● **Task instructions**:
**A.** The expected-value question below gives the share of players who get past each of the first three levels. List each of those fractions with its level.
**B.** According to the expected-value question below, what answer does the professor reach?
**C.** Repeat the part of the expected-value question below that starts with the words containing "Imagine a game, where" and ends with "random player stops?".

● **Text section**:

○ ○ ○ ○ ○ ○ ○

Imagine a game, where you have to pass n successive levels.
$\frac{1}{2}$ of the players get past the first level.
$\frac{1}{3}$ of the players get past the second level, given that they've passed the first level.
$\frac{1}{4}$ of the players get past the third level, given that they've passed the second level.
What is the expected value of level at which a random player stops?
What I thought was: The Probability of passing the second level is $\frac{1}{3}$(probability of winning the second game) * $\frac{1}{2}$(probability of passing the first level) = $\frac{1}{6}$ .
The Probability of passing the third level is $\frac{1}{6}$* $\frac{1}{4}$= $\frac{1}{24}$.
So in general the probability of winning the n-th game is $\frac{1}{(n+1)!}$.
Knowing that the expected value of a random Variable is given by:
$$ E[X] =\sum_{i = 0}^n {iP(X=i)}= \sum_{i = 0}^n {\frac{i}{(i+1)!}} = 1 $$
Which apparently is incorrect.
Here's my professor answer (At the beginning of his supposition he says "Let X be the level")
Can someone explain how he arrives to the conclusion that the answer is indeed $e-1$, I mean why he doesn't use the normal Expected Value formula ?

○ ○ ○ ○ ○ ○ ○

Dataset rows showing where objects appear
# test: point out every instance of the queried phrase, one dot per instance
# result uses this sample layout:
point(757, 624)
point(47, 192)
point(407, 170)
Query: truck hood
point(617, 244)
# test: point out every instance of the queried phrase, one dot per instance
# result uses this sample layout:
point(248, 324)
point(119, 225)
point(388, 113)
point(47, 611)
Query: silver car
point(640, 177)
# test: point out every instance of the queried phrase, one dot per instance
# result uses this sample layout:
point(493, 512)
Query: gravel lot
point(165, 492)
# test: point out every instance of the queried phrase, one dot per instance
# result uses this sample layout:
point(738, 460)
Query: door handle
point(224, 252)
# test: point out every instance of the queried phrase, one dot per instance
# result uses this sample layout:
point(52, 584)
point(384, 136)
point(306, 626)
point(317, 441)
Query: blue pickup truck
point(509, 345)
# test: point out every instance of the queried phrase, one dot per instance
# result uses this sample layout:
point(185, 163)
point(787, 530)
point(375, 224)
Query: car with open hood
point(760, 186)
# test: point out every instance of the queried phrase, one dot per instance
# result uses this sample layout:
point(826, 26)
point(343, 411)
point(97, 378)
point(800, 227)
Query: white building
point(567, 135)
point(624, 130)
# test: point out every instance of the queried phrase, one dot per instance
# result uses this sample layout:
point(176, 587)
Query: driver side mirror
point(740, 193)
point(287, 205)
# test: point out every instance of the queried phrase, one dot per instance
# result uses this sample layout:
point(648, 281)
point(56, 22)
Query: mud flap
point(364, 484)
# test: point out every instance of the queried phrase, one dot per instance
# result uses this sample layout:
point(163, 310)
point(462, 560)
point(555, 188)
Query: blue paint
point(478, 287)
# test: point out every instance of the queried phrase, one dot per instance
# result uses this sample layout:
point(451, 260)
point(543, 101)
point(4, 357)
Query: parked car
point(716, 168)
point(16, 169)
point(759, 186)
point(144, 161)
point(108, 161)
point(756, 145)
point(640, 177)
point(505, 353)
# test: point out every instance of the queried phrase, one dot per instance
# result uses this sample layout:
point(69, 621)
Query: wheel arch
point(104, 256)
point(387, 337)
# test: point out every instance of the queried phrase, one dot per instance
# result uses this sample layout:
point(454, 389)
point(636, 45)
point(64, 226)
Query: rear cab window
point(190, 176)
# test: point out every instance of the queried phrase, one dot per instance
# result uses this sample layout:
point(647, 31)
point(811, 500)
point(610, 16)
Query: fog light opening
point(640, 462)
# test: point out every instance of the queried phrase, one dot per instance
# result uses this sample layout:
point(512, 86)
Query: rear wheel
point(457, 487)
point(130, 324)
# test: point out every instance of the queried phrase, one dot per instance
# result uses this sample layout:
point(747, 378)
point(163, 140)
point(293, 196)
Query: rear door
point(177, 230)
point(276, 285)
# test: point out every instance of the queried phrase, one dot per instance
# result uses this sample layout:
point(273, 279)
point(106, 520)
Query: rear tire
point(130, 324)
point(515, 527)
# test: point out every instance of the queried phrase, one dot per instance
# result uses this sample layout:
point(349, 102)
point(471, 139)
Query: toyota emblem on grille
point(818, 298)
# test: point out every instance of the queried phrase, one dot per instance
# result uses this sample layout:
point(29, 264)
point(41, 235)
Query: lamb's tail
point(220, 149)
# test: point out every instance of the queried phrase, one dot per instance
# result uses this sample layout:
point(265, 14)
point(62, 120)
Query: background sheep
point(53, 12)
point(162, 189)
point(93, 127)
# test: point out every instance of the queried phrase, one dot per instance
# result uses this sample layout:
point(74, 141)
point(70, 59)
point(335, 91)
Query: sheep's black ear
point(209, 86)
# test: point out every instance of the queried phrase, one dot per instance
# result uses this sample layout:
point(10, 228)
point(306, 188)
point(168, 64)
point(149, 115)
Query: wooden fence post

○ ○ ○ ○ ○ ○ ○

● **Responses in order**:
**A.**
First level: 1/2
Second level: 1/3
Third level: 1/4

**B.** e − 1

**C.**
Imagine a game, where you have to pass n successive levels.
$\frac{1}{2}$ of the players get past the first level.
$\frac{1}{3}$ of the players get past the second level, given that they've passed the first level.
$\frac{1}{4}$ of the players get past the third level, given that they've passed the second level.
What is the expected value of level at which a random player stops?